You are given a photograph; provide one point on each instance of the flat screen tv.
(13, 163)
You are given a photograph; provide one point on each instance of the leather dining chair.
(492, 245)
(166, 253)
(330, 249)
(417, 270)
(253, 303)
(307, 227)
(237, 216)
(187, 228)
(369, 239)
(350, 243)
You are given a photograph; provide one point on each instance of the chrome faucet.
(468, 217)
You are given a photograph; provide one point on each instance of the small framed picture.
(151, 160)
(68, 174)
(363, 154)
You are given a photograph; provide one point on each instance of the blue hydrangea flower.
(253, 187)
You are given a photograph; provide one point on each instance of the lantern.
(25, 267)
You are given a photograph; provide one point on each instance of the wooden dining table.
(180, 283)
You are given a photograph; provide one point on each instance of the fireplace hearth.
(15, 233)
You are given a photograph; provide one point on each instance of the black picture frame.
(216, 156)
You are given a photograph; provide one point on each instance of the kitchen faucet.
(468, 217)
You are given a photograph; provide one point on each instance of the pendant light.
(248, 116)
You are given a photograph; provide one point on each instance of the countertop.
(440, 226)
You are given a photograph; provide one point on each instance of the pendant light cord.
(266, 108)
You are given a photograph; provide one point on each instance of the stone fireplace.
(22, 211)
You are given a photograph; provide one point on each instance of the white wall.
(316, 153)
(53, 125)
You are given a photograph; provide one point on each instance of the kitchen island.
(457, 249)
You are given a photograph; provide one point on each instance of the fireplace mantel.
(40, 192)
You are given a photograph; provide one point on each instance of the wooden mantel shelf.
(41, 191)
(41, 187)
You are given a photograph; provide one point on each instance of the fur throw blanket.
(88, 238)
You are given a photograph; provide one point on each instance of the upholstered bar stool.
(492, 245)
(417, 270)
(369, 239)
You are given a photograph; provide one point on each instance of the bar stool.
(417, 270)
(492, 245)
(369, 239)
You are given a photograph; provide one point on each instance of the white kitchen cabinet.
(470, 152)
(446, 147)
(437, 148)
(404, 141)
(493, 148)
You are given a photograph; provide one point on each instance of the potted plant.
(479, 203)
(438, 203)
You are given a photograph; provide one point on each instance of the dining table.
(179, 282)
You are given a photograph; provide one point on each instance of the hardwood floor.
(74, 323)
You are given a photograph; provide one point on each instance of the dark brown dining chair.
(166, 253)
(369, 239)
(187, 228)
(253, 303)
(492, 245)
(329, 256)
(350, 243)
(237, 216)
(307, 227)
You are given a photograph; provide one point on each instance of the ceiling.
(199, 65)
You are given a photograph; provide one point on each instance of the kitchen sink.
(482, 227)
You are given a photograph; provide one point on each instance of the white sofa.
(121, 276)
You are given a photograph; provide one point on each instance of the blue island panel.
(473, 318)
────────────────────────────────────────
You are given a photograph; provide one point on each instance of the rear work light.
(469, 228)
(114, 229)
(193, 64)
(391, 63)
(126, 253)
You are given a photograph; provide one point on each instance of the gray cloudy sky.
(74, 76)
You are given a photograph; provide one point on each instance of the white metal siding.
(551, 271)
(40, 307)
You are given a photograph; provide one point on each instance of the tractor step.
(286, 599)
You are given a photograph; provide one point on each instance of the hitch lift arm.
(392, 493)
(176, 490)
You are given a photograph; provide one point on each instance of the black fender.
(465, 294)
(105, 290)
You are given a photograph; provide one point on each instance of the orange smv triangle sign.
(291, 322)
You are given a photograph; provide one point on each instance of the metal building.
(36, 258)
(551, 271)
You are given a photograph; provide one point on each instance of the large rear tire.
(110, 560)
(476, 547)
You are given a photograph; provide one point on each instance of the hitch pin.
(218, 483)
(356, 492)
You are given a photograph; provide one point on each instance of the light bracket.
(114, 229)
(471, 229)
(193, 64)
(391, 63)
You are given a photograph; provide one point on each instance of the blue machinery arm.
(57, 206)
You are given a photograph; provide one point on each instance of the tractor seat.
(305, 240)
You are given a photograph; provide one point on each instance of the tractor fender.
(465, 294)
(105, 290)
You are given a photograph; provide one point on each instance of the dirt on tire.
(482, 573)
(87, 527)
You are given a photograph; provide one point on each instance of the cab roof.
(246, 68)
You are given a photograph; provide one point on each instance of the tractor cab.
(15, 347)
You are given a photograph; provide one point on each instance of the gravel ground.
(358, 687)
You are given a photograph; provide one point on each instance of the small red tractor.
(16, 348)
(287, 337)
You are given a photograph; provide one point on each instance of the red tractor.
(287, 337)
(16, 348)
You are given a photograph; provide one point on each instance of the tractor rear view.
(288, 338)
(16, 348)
────────────────────────────────────────
> EXERCISE GOAL: Pull out every line in the two blocks above that contains the word "light", matching case exactly.

> THE ANSWER:
You are given a photograph; provide one point on each instance of the pendant light.
You are given a photograph; provide one point on each instance of the pendant light cord.
You are given a photograph; provide one point on each instance of the rear work light.
You are given a photograph; provide one point on each instance of the light bracket.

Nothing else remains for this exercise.